WHAT IS REQUIRED » Transcribe everything in the Rudy Chapa text from "American runner" down to "the Bracero program.".
━━━━━ EXCERPTED TEXT
Rudy Chapa

Personal information
- Nationality: American
- Born: November 7, 1957 (age 68) Hammond, Indiana

Sport
- Sport: Track, long-distance running
- Event(s): mile, 5000 meters, 10,000 meters, marathon
- College team: Oregon

Achievements and titles
- Personal best(s): 1500 meters: 3:38.7 Mile: 3:57.04 3000 meters: 7:37.70 5000 meters: 13:19.22 10,000 meters: 28:32.7 Marathon: 2:11:13

= Rudy Chapa =

American runner

Rodolfo ("Rudy") Chapa (born November 7, 1957, in Hammond, Indiana) is a retired American track and field athlete who specialized in the middle to long-distance events. He set the US high school national record for the 10,000 meters when he ran 28:32 in 1976. Chapa was one of the most versatile distance runners, with a remarkable competitive range from the 1500 meters to the marathon. He is the son of Mexican immigrants. His father Rodolfo Sr. moved to the US as a mechanic through the Bracero program.
━━━━━━━━━━
━━━━━ INFORMATION GIVEN
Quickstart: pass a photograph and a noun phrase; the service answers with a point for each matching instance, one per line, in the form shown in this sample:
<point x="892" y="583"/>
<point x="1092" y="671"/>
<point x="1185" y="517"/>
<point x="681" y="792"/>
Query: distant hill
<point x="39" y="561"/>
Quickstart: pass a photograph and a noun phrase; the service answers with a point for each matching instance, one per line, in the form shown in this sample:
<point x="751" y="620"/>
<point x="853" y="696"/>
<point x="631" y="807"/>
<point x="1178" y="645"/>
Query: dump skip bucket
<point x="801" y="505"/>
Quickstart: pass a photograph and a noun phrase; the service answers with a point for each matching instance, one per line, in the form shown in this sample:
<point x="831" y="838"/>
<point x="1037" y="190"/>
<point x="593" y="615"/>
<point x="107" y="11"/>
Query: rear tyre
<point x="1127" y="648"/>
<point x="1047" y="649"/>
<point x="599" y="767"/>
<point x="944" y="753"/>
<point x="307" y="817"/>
━━━━━━━━━━
ANSWER »
American runner

Rodolfo ("Rudy") Chapa (born November 7, 1957, in Hammond, Indiana) is a retired American track and field athlete who specialized in the middle to long-distance events. He set the US high school national record for the 10,000 meters when he ran 28:32 in 1976. Chapa was one of the most versatile distance runners, with a remarkable competitive range from the 1500 meters to the marathon. He is the son of Mexican immigrants. His father Rodolfo Sr. moved to the US as a mechanic through the Bracero program.